[[ SUPPLIED MATERIAL open ]]

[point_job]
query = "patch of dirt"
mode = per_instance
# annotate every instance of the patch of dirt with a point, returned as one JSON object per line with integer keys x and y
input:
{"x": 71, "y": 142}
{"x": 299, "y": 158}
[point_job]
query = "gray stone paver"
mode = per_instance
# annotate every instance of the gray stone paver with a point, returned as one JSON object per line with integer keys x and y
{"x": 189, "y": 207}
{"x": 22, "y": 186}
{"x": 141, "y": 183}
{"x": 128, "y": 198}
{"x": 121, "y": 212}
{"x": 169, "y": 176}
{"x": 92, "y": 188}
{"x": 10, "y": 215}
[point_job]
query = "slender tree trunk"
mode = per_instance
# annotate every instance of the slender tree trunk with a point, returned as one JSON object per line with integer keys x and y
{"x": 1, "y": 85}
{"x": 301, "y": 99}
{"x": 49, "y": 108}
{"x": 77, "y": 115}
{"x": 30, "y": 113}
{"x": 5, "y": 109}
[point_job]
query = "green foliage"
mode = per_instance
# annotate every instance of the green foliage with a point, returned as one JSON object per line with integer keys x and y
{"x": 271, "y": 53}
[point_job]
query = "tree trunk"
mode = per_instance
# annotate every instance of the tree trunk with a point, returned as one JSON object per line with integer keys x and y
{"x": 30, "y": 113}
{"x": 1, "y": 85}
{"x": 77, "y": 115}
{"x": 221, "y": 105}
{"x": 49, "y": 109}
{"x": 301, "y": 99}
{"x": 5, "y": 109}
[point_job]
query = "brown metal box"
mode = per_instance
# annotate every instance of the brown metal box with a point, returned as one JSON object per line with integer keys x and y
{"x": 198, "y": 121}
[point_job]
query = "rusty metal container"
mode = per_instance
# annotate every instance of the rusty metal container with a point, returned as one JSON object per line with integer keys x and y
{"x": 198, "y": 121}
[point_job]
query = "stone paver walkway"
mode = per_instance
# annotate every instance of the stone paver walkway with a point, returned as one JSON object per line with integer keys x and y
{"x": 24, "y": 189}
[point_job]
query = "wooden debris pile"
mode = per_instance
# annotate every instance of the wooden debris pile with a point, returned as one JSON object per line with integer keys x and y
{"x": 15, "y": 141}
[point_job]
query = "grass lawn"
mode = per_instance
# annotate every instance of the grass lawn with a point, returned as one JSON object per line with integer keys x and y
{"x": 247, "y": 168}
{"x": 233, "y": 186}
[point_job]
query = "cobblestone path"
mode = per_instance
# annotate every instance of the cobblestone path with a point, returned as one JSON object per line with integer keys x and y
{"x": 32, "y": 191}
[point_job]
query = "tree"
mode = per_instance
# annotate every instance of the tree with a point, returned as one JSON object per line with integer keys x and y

[[ SUPPLIED MATERIAL closed ]]

** TASK OBJECTIVE **
Every entry should be given again exactly as written.

** WRITTEN RESPONSE **
[point_job]
query = "patch of dirt"
mode = per_instance
# annotate every instance of the patch of dirt with a point, returned as one JSON object per line with integer keys x and y
input:
{"x": 71, "y": 142}
{"x": 299, "y": 158}
[point_job]
query = "gray stone paver"
mode = per_instance
# annotate every instance of the gray stone paver with a point, returned as one JSON object per line with integer keys x and y
{"x": 189, "y": 207}
{"x": 22, "y": 186}
{"x": 141, "y": 183}
{"x": 128, "y": 198}
{"x": 121, "y": 212}
{"x": 169, "y": 176}
{"x": 92, "y": 188}
{"x": 10, "y": 215}
[point_job]
query = "slender tree trunk"
mode = per_instance
# annotate every instance of the slender tree trunk with a point, returned as one JSON object per line with integer keys x and y
{"x": 1, "y": 85}
{"x": 301, "y": 99}
{"x": 49, "y": 108}
{"x": 77, "y": 115}
{"x": 30, "y": 113}
{"x": 5, "y": 109}
[point_job]
query = "green foliage"
mode = per_instance
# annotate every instance of the green foliage with a point, returned as one JSON object per line with integer keys x and y
{"x": 271, "y": 53}
[point_job]
query = "tree trunk"
mode = per_instance
# annotate every instance of the tree trunk with a point, returned as one JSON object per line with integer keys x and y
{"x": 30, "y": 113}
{"x": 1, "y": 85}
{"x": 77, "y": 115}
{"x": 221, "y": 105}
{"x": 49, "y": 109}
{"x": 301, "y": 99}
{"x": 5, "y": 109}
[point_job]
query = "brown metal box"
mode = per_instance
# annotate every instance of the brown metal box with a point, returned as one JSON object per line with integer keys x and y
{"x": 198, "y": 121}
[point_job]
query = "rusty metal container"
mode = per_instance
# annotate every instance of the rusty metal container with a point, returned as one JSON object per line with integer keys x and y
{"x": 198, "y": 121}
[point_job]
query = "stone paver walkway"
mode = per_instance
# annotate every instance of the stone paver walkway with a point, returned as one JSON object per line with integer keys x and y
{"x": 24, "y": 189}
[point_job]
query = "wooden debris pile"
mode = per_instance
# annotate every instance of the wooden debris pile with a point, returned as one JSON object per line with integer keys x and y
{"x": 15, "y": 141}
[point_job]
query = "grass lawn"
mode = per_instance
# annotate every instance of the grass lawn with a point, returned as one JSON object per line with integer keys x and y
{"x": 247, "y": 168}
{"x": 233, "y": 186}
[point_job]
query = "cobblestone path"
mode = per_instance
# annotate every instance of the cobblestone path with a point, returned as one JSON object per line with integer keys x and y
{"x": 32, "y": 191}
[point_job]
query = "tree"
mode = per_instance
# annotate every instance of the tree with a point, returned as one JSON object per line with integer keys x and y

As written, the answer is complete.